EXERCISE REQUIREMENTS: Please write out all the data that follows exactly, without the pictures.

Stored data:
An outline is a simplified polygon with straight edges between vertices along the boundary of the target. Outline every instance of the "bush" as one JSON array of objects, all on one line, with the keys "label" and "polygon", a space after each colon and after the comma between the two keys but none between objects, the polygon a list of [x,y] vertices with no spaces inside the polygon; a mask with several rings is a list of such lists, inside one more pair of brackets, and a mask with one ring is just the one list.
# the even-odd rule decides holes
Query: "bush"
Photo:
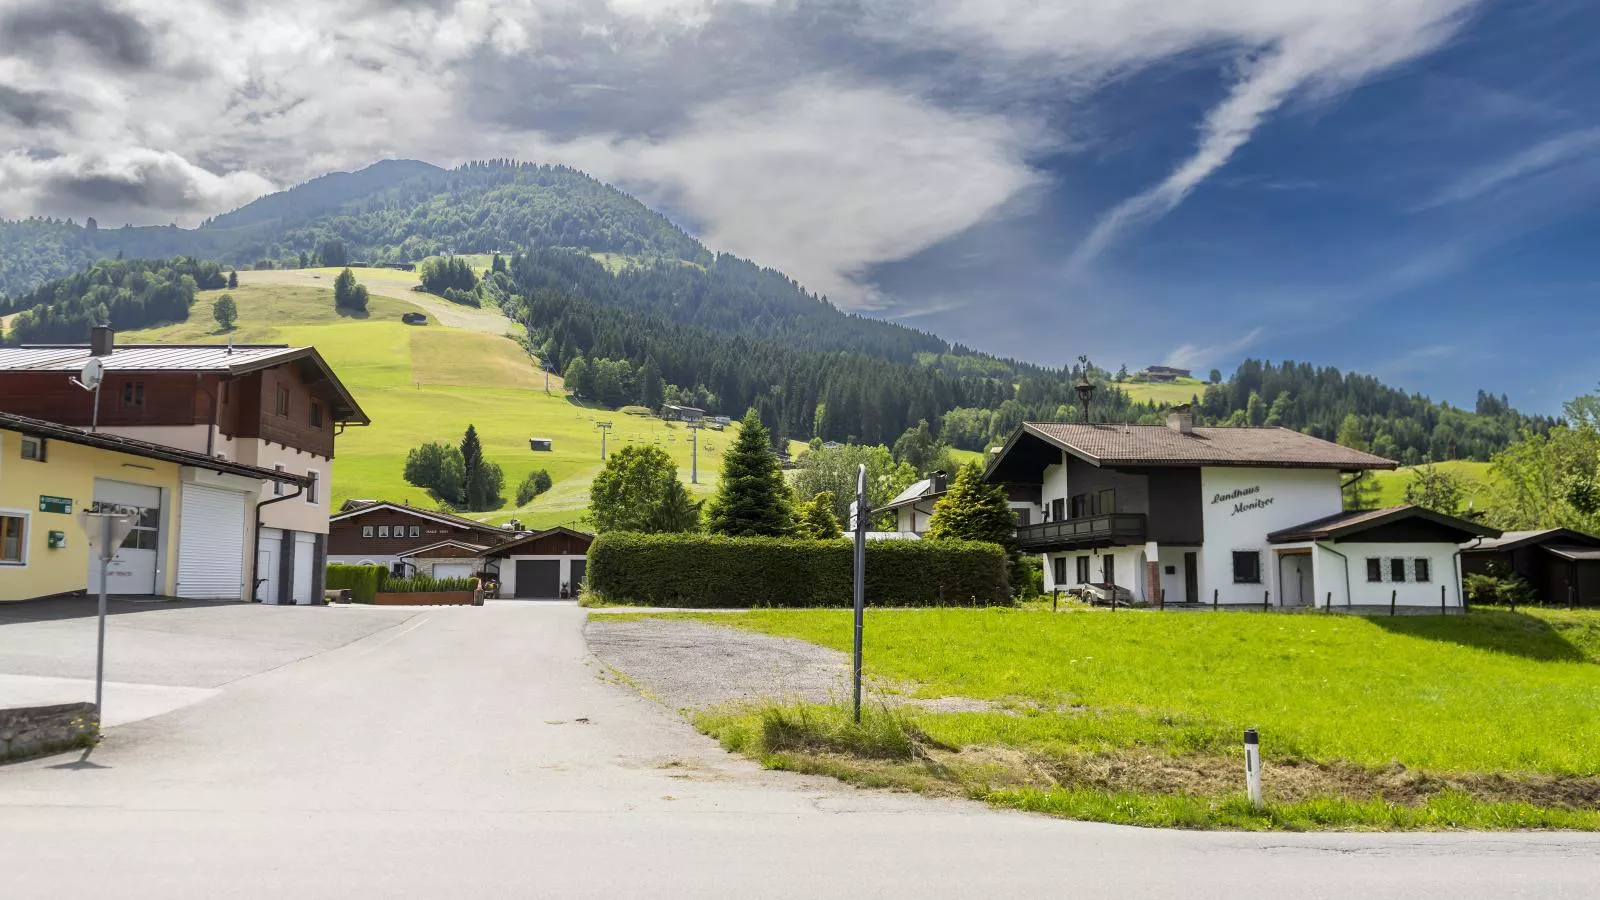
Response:
[{"label": "bush", "polygon": [[655,410],[652,410],[648,406],[624,406],[623,408],[617,410],[617,412],[622,413],[625,416],[653,416],[653,415],[655,415]]},{"label": "bush", "polygon": [[390,578],[383,583],[385,594],[439,594],[445,591],[470,591],[477,587],[476,578],[434,578],[431,575],[413,575],[410,578]]},{"label": "bush", "polygon": [[517,485],[517,505],[526,506],[533,498],[550,490],[550,473],[544,469],[534,469],[529,472],[522,483]]},{"label": "bush", "polygon": [[[847,540],[607,532],[589,547],[589,589],[605,603],[738,608],[849,606]],[[1005,551],[976,541],[867,542],[867,603],[1011,602]]]},{"label": "bush", "polygon": [[350,599],[357,603],[371,603],[372,595],[383,590],[389,577],[387,566],[346,566],[332,563],[328,566],[326,585],[330,591],[348,590]]},{"label": "bush", "polygon": [[1499,578],[1494,575],[1474,573],[1463,578],[1461,585],[1466,590],[1467,602],[1478,606],[1491,603],[1525,606],[1538,599],[1534,595],[1533,586],[1520,575]]},{"label": "bush", "polygon": [[1037,556],[1019,557],[1011,566],[1011,584],[1017,597],[1032,600],[1044,593],[1044,561]]}]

FINISHED TASK:
An outline is a simplified polygon with straight edges between vertices along the boundary of the target. Outline every instance of the "bush" as one JSON array of objects, all on one line, with the keys "label" and "polygon", a space after each colon and after the comma between the two keys but none between objects, the polygon a list of [x,y] vertices with no spaces inside the polygon; a mask with several rings is a list of such lists, inside one more pair of brackets, and a mask with one ring is just the one list.
# the even-odd rule decides holes
Query: "bush"
Photo:
Response:
[{"label": "bush", "polygon": [[655,410],[652,410],[648,406],[624,406],[623,408],[617,410],[617,412],[622,413],[625,416],[653,416],[653,415],[655,415]]},{"label": "bush", "polygon": [[390,578],[383,583],[385,594],[439,594],[445,591],[470,591],[477,587],[476,578],[434,578],[431,575],[413,575],[410,578]]},{"label": "bush", "polygon": [[517,485],[517,505],[526,506],[533,498],[550,490],[550,473],[544,469],[534,469],[529,472],[522,483]]},{"label": "bush", "polygon": [[[847,540],[607,532],[589,547],[589,589],[605,603],[738,608],[849,606]],[[1005,551],[976,541],[867,542],[867,603],[1011,602]]]},{"label": "bush", "polygon": [[350,599],[357,603],[371,603],[372,595],[383,590],[389,577],[387,566],[346,566],[332,563],[328,566],[326,585],[330,591],[348,590]]},{"label": "bush", "polygon": [[1499,578],[1494,575],[1474,573],[1463,578],[1461,585],[1466,590],[1467,602],[1478,606],[1491,603],[1525,606],[1538,599],[1534,595],[1533,586],[1520,575]]},{"label": "bush", "polygon": [[1037,556],[1019,557],[1011,566],[1011,584],[1017,597],[1032,600],[1044,593],[1044,561]]}]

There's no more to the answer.